§ **任务说明 1**:
统计后面的记录中有多少行含有字符串“distant”，区分大小写，只给出行数。

缩放PDF内容以适应打印

Home PDF

我需要打印文件,但发现内容周围的空白区域通常太大,浪费纸张并使文本显得比应有的小。这个脚本通过检测内容区域并将其放大以填充页面,同时保留较小的边距,从而自动缩放PDF内容以更好地适应页面。

import subprocess
import sys
import os
from PIL import Image
from pdf2image import convert_from_path

MARGIN_PERCENT = 0.005
DPI = 72

def convert_pixels_to_points(pixels, dpi):
    """将像素转换为点。"""
    return pixels * 72 / dpi

def get_image_dimensions(image):
    """获取图像的像素和点尺寸。"""
    width, height = image.size
    dpi = image.info.get('dpi', (DPI, DPI))
    width_points = convert_pixels_to_points(width, dpi[0])
    height_points = convert_pixels_to_points(height, dpi[1])
    return width, height, width_points, height_points, dpi

def analyze_whitespace(image, width, height):
    """分析空白区域以找到内容边界框。"""
    left_margin_px = width
    right_margin_px = 0
    top_margin_px = height
    bottom_margin_px = 0
    found_content = False

    for x in range(width):
        for y in range(height):
            pixel = image.getpixel((x, y))

§ **任务说明 2**:
根据上面这篇讲缩放PDF以适应打印的文字，判断下列说法是否与其相符，每条答“是”或“否”，并原样引出起决定作用的文字：(a) 脚本把DPI设为72；(b) MARGIN_PERCENT的取值是0.05；(c) 文中提到内容周围的空白过大会浪费纸张。

§ **输入记录**:
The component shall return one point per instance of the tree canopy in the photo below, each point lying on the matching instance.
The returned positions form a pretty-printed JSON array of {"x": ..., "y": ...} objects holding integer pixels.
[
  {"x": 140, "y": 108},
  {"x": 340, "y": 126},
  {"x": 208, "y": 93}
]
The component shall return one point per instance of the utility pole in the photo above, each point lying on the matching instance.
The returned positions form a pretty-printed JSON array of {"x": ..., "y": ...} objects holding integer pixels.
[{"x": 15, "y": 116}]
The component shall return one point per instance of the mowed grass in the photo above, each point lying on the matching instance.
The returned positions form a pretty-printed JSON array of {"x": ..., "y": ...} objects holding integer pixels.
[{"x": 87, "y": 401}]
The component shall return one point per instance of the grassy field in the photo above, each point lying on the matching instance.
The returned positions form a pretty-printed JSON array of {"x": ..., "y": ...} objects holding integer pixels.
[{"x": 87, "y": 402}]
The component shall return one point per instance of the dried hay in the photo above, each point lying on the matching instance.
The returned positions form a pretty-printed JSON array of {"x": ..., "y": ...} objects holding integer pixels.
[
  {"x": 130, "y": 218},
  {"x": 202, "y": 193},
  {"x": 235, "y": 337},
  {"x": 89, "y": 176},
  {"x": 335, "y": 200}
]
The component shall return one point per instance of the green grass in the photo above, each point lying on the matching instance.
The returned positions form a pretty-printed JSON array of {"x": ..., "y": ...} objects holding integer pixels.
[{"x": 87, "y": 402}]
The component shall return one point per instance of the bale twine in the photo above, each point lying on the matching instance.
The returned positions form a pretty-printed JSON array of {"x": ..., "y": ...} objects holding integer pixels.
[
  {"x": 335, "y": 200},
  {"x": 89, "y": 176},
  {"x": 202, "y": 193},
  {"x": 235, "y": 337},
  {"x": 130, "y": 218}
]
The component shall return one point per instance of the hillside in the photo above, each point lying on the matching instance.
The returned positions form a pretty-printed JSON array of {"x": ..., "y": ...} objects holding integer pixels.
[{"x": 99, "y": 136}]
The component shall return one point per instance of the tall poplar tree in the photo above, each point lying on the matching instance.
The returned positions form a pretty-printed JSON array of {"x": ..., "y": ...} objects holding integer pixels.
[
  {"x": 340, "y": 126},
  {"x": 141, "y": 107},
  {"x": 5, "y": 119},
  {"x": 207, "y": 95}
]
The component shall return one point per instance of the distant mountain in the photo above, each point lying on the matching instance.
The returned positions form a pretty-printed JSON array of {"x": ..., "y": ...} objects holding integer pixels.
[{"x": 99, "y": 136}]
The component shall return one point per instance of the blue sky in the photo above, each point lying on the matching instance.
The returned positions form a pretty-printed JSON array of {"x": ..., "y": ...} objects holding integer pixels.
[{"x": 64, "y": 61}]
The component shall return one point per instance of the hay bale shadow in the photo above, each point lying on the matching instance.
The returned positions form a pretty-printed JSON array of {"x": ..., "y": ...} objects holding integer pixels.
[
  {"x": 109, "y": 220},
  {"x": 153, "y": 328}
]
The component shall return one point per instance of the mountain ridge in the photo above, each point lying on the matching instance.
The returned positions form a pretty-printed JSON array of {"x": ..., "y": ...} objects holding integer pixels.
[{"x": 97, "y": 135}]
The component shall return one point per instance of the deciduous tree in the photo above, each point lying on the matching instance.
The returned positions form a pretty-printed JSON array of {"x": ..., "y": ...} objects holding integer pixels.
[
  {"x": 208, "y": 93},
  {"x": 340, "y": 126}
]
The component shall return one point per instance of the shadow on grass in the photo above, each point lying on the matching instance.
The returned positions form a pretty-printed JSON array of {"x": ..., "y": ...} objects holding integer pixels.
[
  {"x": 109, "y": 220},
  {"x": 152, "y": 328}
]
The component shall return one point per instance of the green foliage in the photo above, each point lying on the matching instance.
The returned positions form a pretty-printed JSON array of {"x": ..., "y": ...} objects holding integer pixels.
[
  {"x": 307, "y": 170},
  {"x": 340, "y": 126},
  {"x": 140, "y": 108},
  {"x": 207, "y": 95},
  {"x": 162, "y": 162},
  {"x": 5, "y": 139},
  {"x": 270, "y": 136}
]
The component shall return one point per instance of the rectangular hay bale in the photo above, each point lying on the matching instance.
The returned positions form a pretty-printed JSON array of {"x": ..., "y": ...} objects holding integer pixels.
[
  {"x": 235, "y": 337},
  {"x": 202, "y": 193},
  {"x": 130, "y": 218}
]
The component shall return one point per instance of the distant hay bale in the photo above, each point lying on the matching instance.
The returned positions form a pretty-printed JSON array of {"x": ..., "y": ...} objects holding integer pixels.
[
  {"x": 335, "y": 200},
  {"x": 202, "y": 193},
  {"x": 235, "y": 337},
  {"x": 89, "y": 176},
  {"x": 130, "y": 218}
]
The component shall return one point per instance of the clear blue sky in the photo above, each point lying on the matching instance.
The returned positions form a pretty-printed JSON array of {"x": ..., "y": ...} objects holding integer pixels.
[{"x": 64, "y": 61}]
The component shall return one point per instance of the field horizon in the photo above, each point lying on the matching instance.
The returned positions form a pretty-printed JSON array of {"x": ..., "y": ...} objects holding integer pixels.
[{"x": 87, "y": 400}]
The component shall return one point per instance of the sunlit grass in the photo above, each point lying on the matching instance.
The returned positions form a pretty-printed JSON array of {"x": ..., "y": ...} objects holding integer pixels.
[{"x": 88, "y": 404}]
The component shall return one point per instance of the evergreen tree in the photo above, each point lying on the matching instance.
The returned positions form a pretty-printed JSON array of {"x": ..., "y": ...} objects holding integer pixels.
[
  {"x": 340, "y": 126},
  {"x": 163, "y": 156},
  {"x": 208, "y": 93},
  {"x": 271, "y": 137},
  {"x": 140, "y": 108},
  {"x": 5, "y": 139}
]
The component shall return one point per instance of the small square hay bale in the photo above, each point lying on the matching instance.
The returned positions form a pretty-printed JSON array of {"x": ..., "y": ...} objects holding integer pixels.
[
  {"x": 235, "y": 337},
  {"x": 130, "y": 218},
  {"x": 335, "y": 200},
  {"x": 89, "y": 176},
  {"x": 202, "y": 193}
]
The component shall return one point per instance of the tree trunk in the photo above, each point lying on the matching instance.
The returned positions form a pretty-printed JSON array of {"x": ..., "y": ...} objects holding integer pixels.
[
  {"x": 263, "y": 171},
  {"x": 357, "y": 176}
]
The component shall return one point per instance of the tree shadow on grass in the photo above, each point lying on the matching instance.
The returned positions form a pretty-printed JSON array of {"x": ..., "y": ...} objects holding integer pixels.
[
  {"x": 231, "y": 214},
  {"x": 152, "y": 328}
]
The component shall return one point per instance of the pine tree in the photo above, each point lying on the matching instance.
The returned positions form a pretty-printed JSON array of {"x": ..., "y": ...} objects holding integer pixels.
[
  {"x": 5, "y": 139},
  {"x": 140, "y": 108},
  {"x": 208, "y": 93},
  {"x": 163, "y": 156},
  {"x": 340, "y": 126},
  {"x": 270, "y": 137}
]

§ **作答内容 1**:
2

§ **作答内容 2**:
(a) 是：“DPI = 72”
(b) 否：“MARGIN_PERCENT = 0.005”
(c) 是：“内容周围的空白区域通常太大,浪费纸张”